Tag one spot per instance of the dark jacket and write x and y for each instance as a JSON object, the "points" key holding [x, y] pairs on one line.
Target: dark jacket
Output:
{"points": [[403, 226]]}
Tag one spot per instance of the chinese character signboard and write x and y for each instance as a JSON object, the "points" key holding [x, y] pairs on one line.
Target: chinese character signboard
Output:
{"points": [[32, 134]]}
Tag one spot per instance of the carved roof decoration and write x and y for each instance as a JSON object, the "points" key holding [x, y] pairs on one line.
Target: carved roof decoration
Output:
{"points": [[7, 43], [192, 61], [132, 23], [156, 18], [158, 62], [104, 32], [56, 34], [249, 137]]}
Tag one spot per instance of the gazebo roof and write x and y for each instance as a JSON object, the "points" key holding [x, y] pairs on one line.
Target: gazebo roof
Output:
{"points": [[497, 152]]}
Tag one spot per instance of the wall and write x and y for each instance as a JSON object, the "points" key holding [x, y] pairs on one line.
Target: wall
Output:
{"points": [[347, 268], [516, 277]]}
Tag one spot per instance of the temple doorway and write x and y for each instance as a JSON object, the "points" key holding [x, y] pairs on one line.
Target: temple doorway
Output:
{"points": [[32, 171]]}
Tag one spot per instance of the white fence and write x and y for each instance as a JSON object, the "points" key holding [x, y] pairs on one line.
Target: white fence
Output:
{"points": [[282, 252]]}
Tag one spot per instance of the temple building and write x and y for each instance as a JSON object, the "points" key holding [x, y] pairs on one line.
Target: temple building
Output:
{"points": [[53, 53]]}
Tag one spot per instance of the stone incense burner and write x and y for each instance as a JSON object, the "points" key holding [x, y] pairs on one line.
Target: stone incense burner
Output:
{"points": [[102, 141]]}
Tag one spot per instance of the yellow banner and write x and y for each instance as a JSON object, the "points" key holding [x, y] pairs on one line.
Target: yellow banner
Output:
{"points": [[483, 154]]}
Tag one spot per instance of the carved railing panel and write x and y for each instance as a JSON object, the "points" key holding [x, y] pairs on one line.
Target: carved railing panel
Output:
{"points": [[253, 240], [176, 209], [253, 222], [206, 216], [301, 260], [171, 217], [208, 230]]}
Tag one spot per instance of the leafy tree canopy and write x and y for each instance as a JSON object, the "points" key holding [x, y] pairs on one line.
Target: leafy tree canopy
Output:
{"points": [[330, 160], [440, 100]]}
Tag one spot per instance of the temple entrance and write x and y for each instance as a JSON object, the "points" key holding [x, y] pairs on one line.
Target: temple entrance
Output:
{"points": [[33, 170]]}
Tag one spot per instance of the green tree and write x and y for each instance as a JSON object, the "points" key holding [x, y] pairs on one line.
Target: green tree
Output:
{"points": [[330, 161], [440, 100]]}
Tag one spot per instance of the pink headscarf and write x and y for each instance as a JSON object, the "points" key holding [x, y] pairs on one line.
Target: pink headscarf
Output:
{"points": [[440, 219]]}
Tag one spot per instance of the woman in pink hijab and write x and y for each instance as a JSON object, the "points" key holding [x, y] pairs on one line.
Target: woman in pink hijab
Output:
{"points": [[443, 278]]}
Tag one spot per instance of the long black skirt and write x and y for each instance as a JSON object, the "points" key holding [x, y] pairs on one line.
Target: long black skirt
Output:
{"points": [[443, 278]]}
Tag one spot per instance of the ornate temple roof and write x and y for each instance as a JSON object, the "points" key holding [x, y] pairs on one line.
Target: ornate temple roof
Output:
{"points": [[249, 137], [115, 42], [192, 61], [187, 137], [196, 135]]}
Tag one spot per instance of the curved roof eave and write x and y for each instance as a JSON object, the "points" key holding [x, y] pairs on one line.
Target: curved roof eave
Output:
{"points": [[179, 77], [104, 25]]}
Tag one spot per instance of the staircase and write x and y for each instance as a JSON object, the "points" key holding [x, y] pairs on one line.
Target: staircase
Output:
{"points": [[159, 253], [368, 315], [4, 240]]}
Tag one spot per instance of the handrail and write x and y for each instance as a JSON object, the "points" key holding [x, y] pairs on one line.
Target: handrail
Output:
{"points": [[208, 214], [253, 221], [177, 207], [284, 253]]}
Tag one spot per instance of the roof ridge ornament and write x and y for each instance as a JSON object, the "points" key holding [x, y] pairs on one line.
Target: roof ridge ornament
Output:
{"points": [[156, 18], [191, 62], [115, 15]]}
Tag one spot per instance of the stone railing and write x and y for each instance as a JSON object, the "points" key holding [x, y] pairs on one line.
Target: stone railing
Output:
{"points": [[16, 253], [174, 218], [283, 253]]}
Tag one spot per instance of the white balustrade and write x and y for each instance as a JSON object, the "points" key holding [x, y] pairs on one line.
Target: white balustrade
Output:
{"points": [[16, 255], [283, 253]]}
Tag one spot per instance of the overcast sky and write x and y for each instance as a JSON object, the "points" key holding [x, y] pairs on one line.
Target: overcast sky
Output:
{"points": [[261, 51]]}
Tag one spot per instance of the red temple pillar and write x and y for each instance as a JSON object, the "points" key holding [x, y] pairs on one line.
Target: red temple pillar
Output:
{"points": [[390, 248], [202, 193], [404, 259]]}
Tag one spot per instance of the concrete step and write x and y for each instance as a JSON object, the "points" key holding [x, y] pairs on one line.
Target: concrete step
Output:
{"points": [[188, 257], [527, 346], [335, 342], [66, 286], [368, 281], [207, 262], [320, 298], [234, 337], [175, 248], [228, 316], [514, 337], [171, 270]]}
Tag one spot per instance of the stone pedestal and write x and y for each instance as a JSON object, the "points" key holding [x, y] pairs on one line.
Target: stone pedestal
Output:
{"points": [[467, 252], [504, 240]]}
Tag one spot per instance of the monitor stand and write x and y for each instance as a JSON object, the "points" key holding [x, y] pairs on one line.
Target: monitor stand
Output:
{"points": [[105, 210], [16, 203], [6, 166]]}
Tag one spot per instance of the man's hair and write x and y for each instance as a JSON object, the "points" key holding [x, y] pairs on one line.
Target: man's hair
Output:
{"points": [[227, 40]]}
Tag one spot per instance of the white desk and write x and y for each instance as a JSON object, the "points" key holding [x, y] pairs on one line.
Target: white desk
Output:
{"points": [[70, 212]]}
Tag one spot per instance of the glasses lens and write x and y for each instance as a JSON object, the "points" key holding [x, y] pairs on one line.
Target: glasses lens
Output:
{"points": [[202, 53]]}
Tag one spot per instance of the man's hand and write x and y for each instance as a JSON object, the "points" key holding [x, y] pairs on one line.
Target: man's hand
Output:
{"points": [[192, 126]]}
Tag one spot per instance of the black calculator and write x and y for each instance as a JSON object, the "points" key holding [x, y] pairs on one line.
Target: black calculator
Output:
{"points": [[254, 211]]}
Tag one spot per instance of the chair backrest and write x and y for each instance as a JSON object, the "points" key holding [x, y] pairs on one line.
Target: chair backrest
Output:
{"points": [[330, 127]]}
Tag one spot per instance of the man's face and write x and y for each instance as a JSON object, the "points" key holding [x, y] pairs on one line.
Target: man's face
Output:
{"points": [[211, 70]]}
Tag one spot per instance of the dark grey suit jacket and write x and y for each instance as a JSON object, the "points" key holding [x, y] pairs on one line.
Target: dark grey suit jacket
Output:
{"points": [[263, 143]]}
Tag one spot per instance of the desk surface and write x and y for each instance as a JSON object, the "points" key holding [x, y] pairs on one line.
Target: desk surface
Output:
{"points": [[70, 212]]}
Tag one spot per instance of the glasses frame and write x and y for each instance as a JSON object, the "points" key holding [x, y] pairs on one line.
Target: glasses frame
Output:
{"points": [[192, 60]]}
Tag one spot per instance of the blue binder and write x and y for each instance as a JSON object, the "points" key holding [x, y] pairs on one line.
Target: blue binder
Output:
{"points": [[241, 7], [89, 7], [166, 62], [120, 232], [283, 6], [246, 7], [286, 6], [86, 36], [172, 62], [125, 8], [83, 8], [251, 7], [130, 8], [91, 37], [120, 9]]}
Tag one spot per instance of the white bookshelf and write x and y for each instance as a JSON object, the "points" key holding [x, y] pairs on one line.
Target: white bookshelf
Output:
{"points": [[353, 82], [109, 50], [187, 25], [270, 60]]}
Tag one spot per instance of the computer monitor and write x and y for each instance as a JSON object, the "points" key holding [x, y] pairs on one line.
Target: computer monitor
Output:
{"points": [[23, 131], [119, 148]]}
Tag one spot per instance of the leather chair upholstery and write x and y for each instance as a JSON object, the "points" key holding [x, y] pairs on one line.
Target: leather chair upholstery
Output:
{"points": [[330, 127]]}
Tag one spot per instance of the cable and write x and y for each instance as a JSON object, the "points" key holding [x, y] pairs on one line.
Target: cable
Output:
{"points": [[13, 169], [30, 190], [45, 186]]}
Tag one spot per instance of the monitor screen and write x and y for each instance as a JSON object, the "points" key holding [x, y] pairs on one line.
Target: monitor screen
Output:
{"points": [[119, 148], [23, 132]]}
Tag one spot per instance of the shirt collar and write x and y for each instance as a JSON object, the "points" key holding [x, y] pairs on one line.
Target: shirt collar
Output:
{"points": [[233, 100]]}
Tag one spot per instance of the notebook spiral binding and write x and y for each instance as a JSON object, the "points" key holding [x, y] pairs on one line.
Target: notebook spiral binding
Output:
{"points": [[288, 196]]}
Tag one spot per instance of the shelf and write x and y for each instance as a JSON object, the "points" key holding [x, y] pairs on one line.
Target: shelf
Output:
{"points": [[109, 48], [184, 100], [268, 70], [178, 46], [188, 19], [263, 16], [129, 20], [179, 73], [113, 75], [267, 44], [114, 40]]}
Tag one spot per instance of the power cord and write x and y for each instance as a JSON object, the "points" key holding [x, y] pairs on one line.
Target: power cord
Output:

EXERCISE:
Give the lines of the material above again, exactly, from its first line through the line that contains "Target: yellow banner" and no further.

WRITTEN REPLY:
Tag one spot per instance of the dark jacket and write x and y for each instance as a JSON object, the "points" key holding [x, y] pairs on one line.
Target: dark jacket
Output:
{"points": [[403, 226]]}
Tag one spot per instance of the chinese character signboard and write x and y for each instance as a JSON object, the "points" key holding [x, y] pairs on one line.
Target: chinese character signboard
Output:
{"points": [[32, 134]]}
Tag one spot per instance of the carved roof decoration and write x and y for each instance as a JSON object, the "points" key holding [x, y] pairs on one line.
Target: carved roof decoration
Output:
{"points": [[7, 43], [192, 61], [132, 23], [156, 18], [158, 62], [104, 32], [56, 34], [249, 137]]}
Tag one spot per instance of the gazebo roof and write x and y for each instance as a JSON object, the "points" key holding [x, y] pairs on one line.
Target: gazebo roof
Output:
{"points": [[497, 152]]}
Tag one spot per instance of the wall and write x and y for each instance as a JSON object, the "points" key holding [x, y] pairs on one line.
Target: wall
Output:
{"points": [[347, 268], [516, 277]]}
Tag one spot per instance of the temple doorway and write x and y for each instance as a JSON object, the "points" key holding [x, y] pairs on one line.
Target: temple doorway
Output:
{"points": [[32, 171]]}
Tag one spot per instance of the white fence and write x and y for each instance as a JSON object, the "points" key holding [x, y] pairs on one line.
Target: white fence
Output:
{"points": [[282, 252]]}
Tag one spot per instance of the temple building and write x and y for each instance as a JSON object, the "points" key holding [x, y] pairs on one line.
Target: temple building
Output:
{"points": [[53, 53]]}
Tag one spot per instance of the stone incense burner and write x and y for each instance as a JSON object, the "points" key holding [x, y] pairs on one line.
Target: stone incense burner
Output:
{"points": [[102, 141]]}
Tag one spot per instance of the yellow banner and write x and y for each instance as a JSON object, the "points" key holding [x, y] pairs on one line.
Target: yellow banner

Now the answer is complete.